- Text passage -
BEGIN

Chart of the day: price targets for S&P500 in 2020
Much global human activity is grinding to a halt as Q2 2020 gets underway. Rolling lockdowns of economies around the world have driven sharp falls in leading indicators across most of Europe and the UK (and initially China in Q1 where activity has now begun to pick up again). And now also in the US, as the Government belatedly responds to the COVID-19 outbreak, ensconced in the rights of the individual over the collective as it watches new cases skyrocket to almost 250,000 (and the world passes 1 million). The US has raced to first, second and third place in the (not delayed) COVID-19 Olympics of 2020. Over the past couple of days UBS economists have revised Q2 US growth to -6.3% quarter-on-quarter (was -2.3%) and in Australia to -10% quarter-on-quarter (was -7%). These are big numbers!
The sharp curtailment of activity in the US has delivered another stunning record rise in US jobless claims, which spiked to 6.65 million from 3.31 million (and, as a reminder, the prior record was 695,000 in October 1982). As mentioned this time last week, attention should be focused not on tonight’s US payrolls report (cons -100,000), but on April’s losses in a month’s time, which some now suggest might be -10 million (with a 10% unemployment rate). US equity markets, however, managed to take the unemployment data in its stride, focused instead on Trump speculation that Russia and OPEC are close to a deal (or maybe they are close to sitting down and having a chat again?). Oil prices have risen 20-25% overnight—a positive, if sustained, for markets.
Indeed, both the early signs of the market’s resilience in the face of weak US data and speculation Russia and OPEC may be meeting are two of the three items remaining on our checklist of six signals for finding an equity market trough. They can’t be ticked quite yet, but progress overnight is material. The outstanding item remains ‘peak disease’. And there lies much of the uncertainty over the outlook…and brings us to our chart today. From UBS Equity Strategy, the range of analysts’ forecasts for the S&P 500 index end-2020 (as at end-March). As the chart shows, from today’s 2,527 close, the range of analysts’ estimates is from 2,650 to 3,500. In terms of growth, that’s a range of +4.9% to +38.5%. These are indeed uncertain times.

END

- Exercise data -

BEGIN

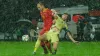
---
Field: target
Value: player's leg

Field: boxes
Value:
[45,40,52,53]
[33,39,41,54]
[51,33,59,54]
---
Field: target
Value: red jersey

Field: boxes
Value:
[40,8,53,35]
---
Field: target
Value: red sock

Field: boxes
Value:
[45,41,52,53]
[41,41,48,53]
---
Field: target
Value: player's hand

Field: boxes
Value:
[74,41,79,45]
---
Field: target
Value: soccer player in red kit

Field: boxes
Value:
[33,2,53,54]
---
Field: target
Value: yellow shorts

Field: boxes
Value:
[46,29,59,43]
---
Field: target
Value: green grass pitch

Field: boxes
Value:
[0,41,100,56]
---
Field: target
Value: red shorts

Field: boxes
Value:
[39,27,50,35]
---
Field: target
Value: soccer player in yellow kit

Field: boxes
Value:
[46,10,78,54]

END

- Your objective -
Copy everything in the S&P 500 commentary from "The sharp curtailment" down to "sustained, for markets.", word for word.

- Completed exercise -
The sharp curtailment of activity in the US has delivered another stunning record rise in US jobless claims, which spiked to 6.65 million from 3.31 million (and, as a reminder, the prior record was 695,000 in October 1982). As mentioned this time last week, attention should be focused not on tonight’s US payrolls report (cons -100,000), but on April’s losses in a month’s time, which some now suggest might be -10 million (with a 10% unemployment rate). US equity markets, however, managed to take the unemployment data in its stride, focused instead on Trump speculation that Russia and OPEC are close to a deal (or maybe they are close to sitting down and having a chat again?). Oil prices have risen 20-25% overnight—a positive, if sustained, for markets.